[Exercise brief]:
Gather every line in the items below that contains the word "people" and copy each one in full.

[Supplied entries]:
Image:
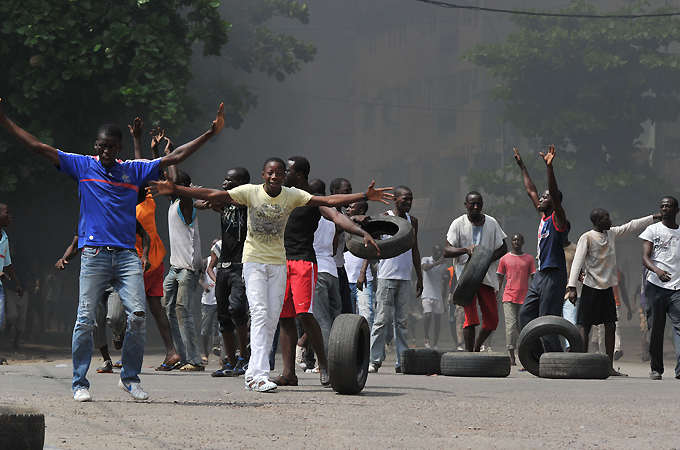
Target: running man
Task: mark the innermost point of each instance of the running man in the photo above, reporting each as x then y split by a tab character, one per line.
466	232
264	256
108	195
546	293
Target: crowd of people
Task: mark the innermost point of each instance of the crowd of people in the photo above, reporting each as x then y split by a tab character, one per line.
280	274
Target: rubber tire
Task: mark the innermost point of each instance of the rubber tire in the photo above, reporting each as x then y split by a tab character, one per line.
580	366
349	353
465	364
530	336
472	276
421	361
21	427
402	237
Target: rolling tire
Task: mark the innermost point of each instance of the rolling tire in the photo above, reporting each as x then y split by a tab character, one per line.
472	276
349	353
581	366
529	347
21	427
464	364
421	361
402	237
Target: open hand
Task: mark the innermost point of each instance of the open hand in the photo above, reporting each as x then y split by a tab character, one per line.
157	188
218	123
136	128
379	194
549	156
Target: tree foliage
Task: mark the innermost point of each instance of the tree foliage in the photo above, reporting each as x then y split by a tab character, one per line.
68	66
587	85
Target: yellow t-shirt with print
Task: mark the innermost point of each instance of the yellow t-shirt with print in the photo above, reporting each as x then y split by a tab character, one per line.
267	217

---

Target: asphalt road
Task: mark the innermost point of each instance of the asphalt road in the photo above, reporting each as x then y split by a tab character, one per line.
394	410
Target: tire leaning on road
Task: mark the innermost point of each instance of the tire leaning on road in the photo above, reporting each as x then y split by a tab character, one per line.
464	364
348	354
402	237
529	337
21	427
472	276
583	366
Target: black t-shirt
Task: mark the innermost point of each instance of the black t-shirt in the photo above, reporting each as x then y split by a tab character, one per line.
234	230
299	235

[Solution to this exercise]:
Target: crowd of people
Task: mark the innermost point of each instance of the crowd of people in the photo above, reporting each as x then y split by a tab character, one per line.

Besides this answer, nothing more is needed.